> _INSTRUCTIONS_
[1] From the article on dried bridal bouquets, quote the passage starting at "A: Dried vs." and ending at "a dried bouquet?".
[2] In the article on dried bridal bouquets, which style of wedding dress does the floral studio say suits a dried bouquet?
··· SOURCE DOCUMENT
Dried flowers are having a moment. Extraordinary, unique, and long-lasting (if not forever-lasting!) preserved botanicals were among the top interior design trends of the last year or so — and now, as weddings that were postponed by the pandemic begin to kick off, the floral trend is making its way down the aisle.
But while dried flowers are, undeniably, gorgeous, you might have some questions about how to incorporate this unconventional botanical into your bridal bouquet. Luckily, we spoke with the experts at Edmonton floral studio FaBLOOMosity to get the 411 on this stunning new bridal trend.
Q: First thing’s first: Are dried flowers a good choice for a bridal bouquet, and why?
A: Dried vs. fresh is a very personal aesthetic choice for your wedding. However, with so many different brands and styles of wedding gowns available, it absolutely makes sense that brides would want to have as many different options for their flowers, too. In particular, we find that those dresses that lean towards a boho tendency are typically quite beautifully suited for a dried bouquet, or a mix of dried and fresh.
Q: Are there any unique care or carrying tips for brides choosing a dried bouquet?
······
··· ENTRIES PROVIDED
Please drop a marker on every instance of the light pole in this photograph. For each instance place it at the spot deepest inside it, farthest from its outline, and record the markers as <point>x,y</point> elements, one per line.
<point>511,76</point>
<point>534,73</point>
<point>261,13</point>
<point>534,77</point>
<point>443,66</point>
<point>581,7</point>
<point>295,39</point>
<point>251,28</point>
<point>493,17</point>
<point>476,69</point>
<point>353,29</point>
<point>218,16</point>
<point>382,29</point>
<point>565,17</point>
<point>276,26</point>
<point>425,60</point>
······
> _TASK ANSWERS_
[1]
A: Dried vs. fresh is a very personal aesthetic choice for your wedding. However, with so many different brands and styles of wedding gowns available, it absolutely makes sense that brides would want to have as many different options for their flowers, too. In particular, we find that those dresses that lean towards a boho tendency are typically quite beautifully suited for a dried bouquet, or a mix of dried and fresh.
Q: Are there any unique care or carrying tips for brides choosing a dried bouquet?

[2] Dresses that lean toward a boho style.